• [Извлечённый текст]:
= = = = =
Как я понимаю смысл этого правила - если программа публичная, то фото своего гуру на алтаре не должно быть, т.к. ему не все присутствующие поклоняются как гуру. А дома пуджари всегда один и тот же, поэтому фотографию своего гуру он может не убирать.

----------


## Враджендра Кумар дас

Да, выше я и написал, что кто-то истолкует это правило именно так, поскольку нет конеретных упоминаний о домашнем алтаре. Но другие считают, что общие правила (см. резолюцию) относятся к любому алтарю. Учитывая, что резолюция появилась в контексте конкретных исторических событий, заставивших GBC пересмотреть стандарты поклонения нынешним гуру, то лично я сделал для себя именно такие выводы.

----------


## Premanjana devi dasi

часто я вижу на алтарях такую картину : стоит фото гуру но почему-то  только до пояса или до плеч ... спрашиваю почему так вышло а мне отвечают  что у такого-то ...даса тоже так стоит это конечно железный аргумент (только не для меня) что делать с такой "модой" ?

----------


## Veda Priya dd

А что можно сделать? Это неправильно - все без исключения изображения на алтаре должны быть "в полный рост" - иначе как проводить поклонение?

----------


## Инна

Друзья!
недавно списывалась с одной девушкой по поводу покупки диска поклонения Богине Лакшми.
так вот она предложила мне приобрести изображение Бога за определенную сумму. при этом это изображение освятил ее гуру. вообще-то это нормально? а то я как-то удивилась слегка.

----------


## Premanjana devi dasi

Бог не приходит к тому кто Его продаёт

----------


## Махабхарата дас

> Друзья!
> недавно списывалась с одной девушкой по поводу покупки диска поклонения Богине Лакшми.
> так вот она предложила мне приобрести изображение Бога за определенную сумму. при этом это изображение освятил ее гуру. вообще-то это нормально? а то я как-то удивилась слегка.


Это НОРМАЛЬНО. Вам предложили купить изображение. Это все равно, что поехать на Лой-базар и купить божества.




> Бог не приходит к тому кто Его продаёт


Мда? Скажите это мурти-валам во Вриндаване или Джайпуре.

----------


## Raja Kumari dasi

> Друзья!
> недавно списывалась с одной девушкой по поводу покупки диска поклонения Богине Лакшми.
> так вот она предложила мне приобрести изображение Бога за определенную сумму. при этом это изображение освятил ее гуру. вообще-то это нормально? а то я как-то удивилась слегка.
= = = = =
• [Письменные задания]:
[1] Перепишите из обсуждения алтаря и фотографий гуру отрывок, начиная со слов «Да, выше я и» и продолжая до слов «именно такие выводы.» включительно.
[2] Продолжите обсуждение алтаря и фотографий гуру с того места, где оно заканчивается.

• [Представленные данные]:
= = = = =
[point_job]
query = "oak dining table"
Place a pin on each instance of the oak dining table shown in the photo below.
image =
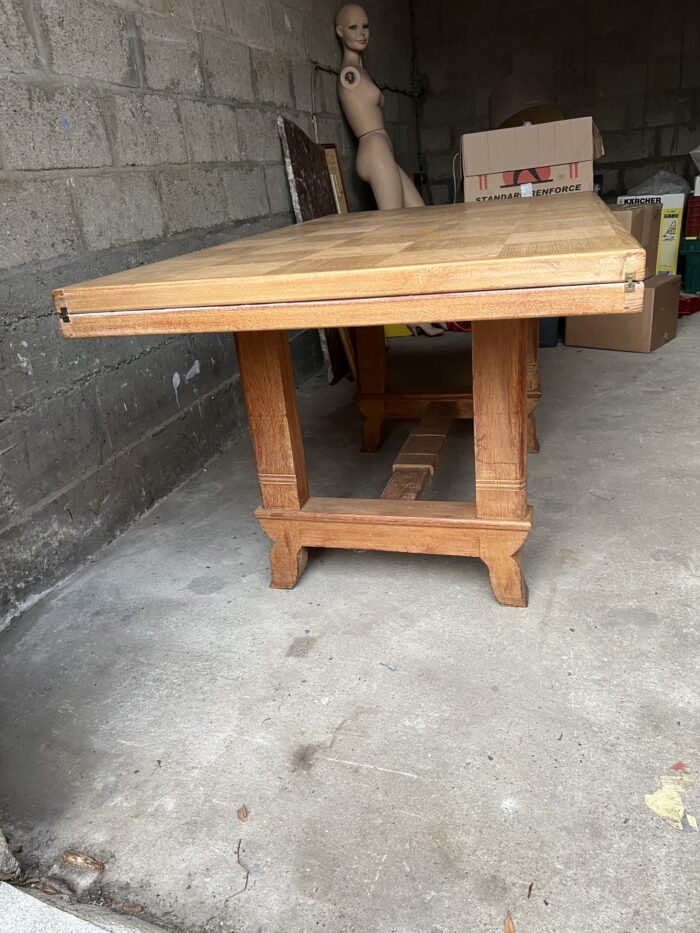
= = = = =
• [Ответы к заданиям]:
[1]
Да, выше я и написал, что кто-то истолкует это правило именно так, поскольку нет конеретных упоминаний о домашнем алтаре. Но другие считают, что общие правила (см. резолюцию) относятся к любому алтарю. Учитывая, что резолюция появилась в контексте конкретных исторических событий, заставивших GBC пересмотреть стандарты поклонения нынешним гуру, то лично я сделал для себя именно такие выводы.

[2]
 Процесс вашего поклонения Господу как арча-виграхе (т.е. Божествам, мурти, трехмерным изображениям Господа Чайтаньи и Нитьянанды или Радхарани и Кришны, которые могут быть из мрамора, металла или дерева) должен благословить именно ваш гуру, а не чей-то. Он должен знать о том, что вы поклоняетесь Божествам, поскольку гуру раскрывает отношения с Богом, обучает процессу поклонения.

А при поклонении двумерным изображениям Гаудия-вайшнавы вовсе не устраивают специальных благословений изображений.  Достаточно просто сделать алтарь по правилам сампрадайи и начать поклонение.

----------


## Инна

спасибо за ответы. примерно поняла. просто цена достаточно высокая - поэтому и хотелось знать, обязательно ли покупать так или можно по-другому.

----------


## Raja Kumari dasi

В нашей парампаре вначале мы поклоняемся двумерным изображениям. Изображения на бумаге совсем недорогие и их специально не освящают, поскольку сам процесс воспевания Харе Кришна маха-мантры освещает все - и место поклонения, и вас.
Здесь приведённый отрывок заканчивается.